Prolongez la critique de l'opéra 7 minuti à partir de sa dernière phrase.

EXTRAIT DU DOCUMENT =>
------------------------------

Ce qui, en revanche, ne change toujours pas, malgré le Zola de Germinal, malgré la révolte des Canuts, ou, plus proche, le combat des Lip, c'est l'appétence humaine à l'exploitation de l'homme par l'homme. En l'occurrence de la femme par l'homme. 7 minuti se penche sur le combat des employées de l'entreprise Lejaby qui, en 2012, à Yssingeaux furent conviées à empêcher la fermeture de leur usine à la condition qu'elles acceptassent de sacrifier sept minutes de pause ! Au XXIe siècle ! On crut rêver. Mais l'indignation culturelle fut surtout italienne : l'écrivain Stefano Massini éleva cette mini-tragédie au rang de tragédie des temps modernes au moyen d'une pièce de théâtre, le cinéaste Michel Placido d'un film, et Giorgio Battistelli d'un opéra. 7 minuti dénonce le désastre de ce qu'on avait au départ vendu comme « la mondialisation heureuse ».
Ecrasées au pied d'un immense décor bétonné, les tisseuses de l'opéra sont d'emblée au bas de l'échelle sociale, figurée par un grand escalier plongeant dans un atelier sans fenêtres, qu'on croirait attenant à la salle d'expérimentations sur le cobaye Wozzeck en début de saison. Deux souffleries latérales leur envoient en continu, comme si elles voulaient les ensevelir là, une matière à traiter assez inidentifiable, qu'elles transformeront en matelas et même en ballon. Pour l'heure, elles sont à la rampe, occupées à coudre une immense banderole destinée à arborer en étendard la partie supérieure du cadre de scène, et sur laquelle l'ensemble de la représentation rappellera le mot d'ordre: Coudre pour en découdre. Les dix femmes à l'œuvre en attendent une onzième, Blanche, porte-parole occupée à l'étage supérieur à recueillir les conclusions des « cravates », appellation donnée aux décideurs, entrepreneurs et repreneurs de l'entreprise prétendument en difficulté. Son arrivée tardive donne le coup d'envoi d'une discussion en temps réel (deux heures d'horloge : le décompte s'affiche en fond de scène) où, à la manière d'Henry Fonda dans Douze hommes en colère, Blanche s'escrime à faire vaciller les certitudes panurgiennes de ses collègues, prêtes à sacrifier lesdites 7 minutes sans réaliser que, comptabilisées sur un mois, elles en auront fait un cadeau de 600 heures !

------------------------------

DONNÉES FOURNIES =>
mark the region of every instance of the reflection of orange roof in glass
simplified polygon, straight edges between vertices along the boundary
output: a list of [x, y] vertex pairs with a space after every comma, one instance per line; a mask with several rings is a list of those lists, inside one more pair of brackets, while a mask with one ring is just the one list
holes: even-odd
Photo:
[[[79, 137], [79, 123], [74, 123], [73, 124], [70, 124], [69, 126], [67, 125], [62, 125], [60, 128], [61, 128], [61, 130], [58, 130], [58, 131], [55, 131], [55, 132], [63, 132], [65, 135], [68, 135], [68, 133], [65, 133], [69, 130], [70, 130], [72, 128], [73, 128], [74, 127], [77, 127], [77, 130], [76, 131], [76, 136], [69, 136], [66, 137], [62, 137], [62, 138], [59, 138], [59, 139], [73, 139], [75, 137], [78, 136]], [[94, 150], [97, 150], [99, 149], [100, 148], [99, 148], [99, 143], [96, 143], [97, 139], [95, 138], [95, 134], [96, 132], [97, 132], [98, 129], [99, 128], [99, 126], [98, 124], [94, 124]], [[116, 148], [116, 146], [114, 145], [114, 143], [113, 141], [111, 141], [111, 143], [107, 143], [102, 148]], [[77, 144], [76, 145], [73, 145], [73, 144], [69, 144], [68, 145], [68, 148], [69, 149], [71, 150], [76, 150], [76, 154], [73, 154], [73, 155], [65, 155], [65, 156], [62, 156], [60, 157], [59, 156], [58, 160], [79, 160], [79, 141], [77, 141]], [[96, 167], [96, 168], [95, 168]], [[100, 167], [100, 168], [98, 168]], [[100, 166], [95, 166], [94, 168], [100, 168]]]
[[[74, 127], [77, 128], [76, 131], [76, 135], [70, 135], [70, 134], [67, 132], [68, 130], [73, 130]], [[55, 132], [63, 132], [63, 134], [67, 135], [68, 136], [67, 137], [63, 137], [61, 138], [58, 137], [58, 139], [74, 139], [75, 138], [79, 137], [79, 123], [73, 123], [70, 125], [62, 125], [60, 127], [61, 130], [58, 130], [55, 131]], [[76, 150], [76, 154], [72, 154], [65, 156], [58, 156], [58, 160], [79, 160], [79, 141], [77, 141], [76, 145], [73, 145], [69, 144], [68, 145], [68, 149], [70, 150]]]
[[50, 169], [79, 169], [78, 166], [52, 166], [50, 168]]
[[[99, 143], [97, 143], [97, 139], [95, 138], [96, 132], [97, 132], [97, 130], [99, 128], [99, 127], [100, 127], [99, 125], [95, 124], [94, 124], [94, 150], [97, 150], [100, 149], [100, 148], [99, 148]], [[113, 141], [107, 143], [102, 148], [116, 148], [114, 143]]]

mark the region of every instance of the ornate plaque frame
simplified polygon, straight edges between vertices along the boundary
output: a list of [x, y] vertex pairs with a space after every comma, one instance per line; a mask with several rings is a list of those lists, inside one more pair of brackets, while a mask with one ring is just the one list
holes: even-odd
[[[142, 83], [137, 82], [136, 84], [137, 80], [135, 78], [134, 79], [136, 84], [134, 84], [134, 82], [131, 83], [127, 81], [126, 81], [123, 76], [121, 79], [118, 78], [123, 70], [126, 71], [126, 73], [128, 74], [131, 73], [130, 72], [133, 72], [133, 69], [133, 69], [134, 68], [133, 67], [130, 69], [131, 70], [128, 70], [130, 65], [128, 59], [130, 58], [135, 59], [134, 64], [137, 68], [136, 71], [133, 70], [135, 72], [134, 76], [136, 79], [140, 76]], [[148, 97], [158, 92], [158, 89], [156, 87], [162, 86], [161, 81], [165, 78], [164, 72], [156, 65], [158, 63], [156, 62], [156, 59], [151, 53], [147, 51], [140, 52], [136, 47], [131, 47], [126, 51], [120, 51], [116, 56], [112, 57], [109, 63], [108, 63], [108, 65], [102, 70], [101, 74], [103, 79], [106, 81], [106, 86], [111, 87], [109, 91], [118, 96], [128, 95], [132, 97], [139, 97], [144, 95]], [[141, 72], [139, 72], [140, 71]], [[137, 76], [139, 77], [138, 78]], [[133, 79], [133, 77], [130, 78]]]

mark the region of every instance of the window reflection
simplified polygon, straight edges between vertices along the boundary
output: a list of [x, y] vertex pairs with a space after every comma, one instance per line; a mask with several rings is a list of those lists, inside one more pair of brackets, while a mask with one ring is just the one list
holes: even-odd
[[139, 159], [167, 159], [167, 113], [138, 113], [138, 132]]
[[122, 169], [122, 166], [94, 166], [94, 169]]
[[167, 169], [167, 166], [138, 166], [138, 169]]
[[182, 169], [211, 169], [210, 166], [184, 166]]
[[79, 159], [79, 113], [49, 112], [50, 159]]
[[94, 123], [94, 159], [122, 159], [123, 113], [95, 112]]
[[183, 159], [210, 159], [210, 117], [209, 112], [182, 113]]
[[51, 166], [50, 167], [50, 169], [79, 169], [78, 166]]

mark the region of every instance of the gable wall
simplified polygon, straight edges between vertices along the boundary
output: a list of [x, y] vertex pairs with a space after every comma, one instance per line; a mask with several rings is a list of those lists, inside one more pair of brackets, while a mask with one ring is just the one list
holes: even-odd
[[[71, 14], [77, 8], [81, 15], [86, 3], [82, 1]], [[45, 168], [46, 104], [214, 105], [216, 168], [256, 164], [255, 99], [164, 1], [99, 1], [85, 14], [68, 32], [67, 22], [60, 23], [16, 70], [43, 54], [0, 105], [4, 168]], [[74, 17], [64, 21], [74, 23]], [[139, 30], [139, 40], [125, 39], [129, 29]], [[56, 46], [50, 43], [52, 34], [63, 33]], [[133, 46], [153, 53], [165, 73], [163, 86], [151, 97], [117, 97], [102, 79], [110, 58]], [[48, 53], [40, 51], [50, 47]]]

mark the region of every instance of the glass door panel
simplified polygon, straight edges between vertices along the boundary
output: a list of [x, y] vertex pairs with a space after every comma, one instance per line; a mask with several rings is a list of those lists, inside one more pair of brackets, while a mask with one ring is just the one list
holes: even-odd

------------------------------

RÉSULTAT OBTENU =>
Comme le film de Sidney Lumet, 7 minuti est un huis clos. C'est aussi une conversation en musique qui, bien que tentée par les arias et les duos (il y a même un quintette), ou entrecoupée d'intervention chorales entre ses trois tableaux, et bien que tonale, reste austère. Les interludes ne s'attardent pas comme chez Berg ou Poulenc, la partition ne s'autorisant même pas la submersion émotionnelle finale de Wozzeck par exemple, comme on aurait pu s'y attendre. Des battements de la percussion introductifs au pizzicato conclusif, Miguel Pérez Iñesta apporte, de la fosse, un prenant soutien à ce suspense discursif, religieusement suivi par le public. Se déployant sur un tapis orchestral conséquent (dont une armada percussive, un accordéon, un piano), l'écriture vocale est d'un lyrisme tendu, au diapason des échanges entre sopranos (Giulia Scopelitti, Lara Lagni), soprano légère (Jenny Daviet), soprano lyrique (Eva Langeland Gjerde), soprano colorature (Elisabeth Boudreault), soprano dramatique (Sophia Burgos, Nicola Beller Carbone), mezzo-soprano (Jenny Anne Flory, Anne-Marie Stanley), mezzo-soprano dramatique (Shakèd Bar) et contralto (Natasha Petrinsky). Aussi soudée autour de la partition à défendre que les personnages incarnés le sont autour de la décision à prendre, c'est là une distribution exemplaire, pour laquelle on n'a aucune envie de jouer les « cravates » de la critique.
La mise en scène de Pauline Bayle bat en brèche l'apparent surplace du discours. La jeune metteuse en scène, qui nous avait tant laissés à quai avec l'inconsistance de son Orfeo avec Savall, révèle un tout autre aplomb (image forte des femmes aux lèvres couturées par les points de croix de leurs votes) face à l'urgence de 7 minuti. La direction d'actrices, des plus vives, réussit même à extirper de l'anonymat chacune des onze employées : longuement données à voir en gros plan pendant l'installation du public, elles expriment progressivement leur différence, même celles qui ont le moins à chanter, de la tête de pont Blanche à l'accorte Mireille, de l'Iranienne Mattab à la Polonaise Agnieszka, du couple mère-fille Odette/ Sabine à la discrète Lorraine,… Les échanges, entre attaques personnelles et racisme rampant n'ont rien d'angélique. Pauline Bayle a la très belle idée de chorégraphier certains moments où la voix humaine se tait. Un procédé ingénieux qu'on aurait cependant souhaité voir plus développé.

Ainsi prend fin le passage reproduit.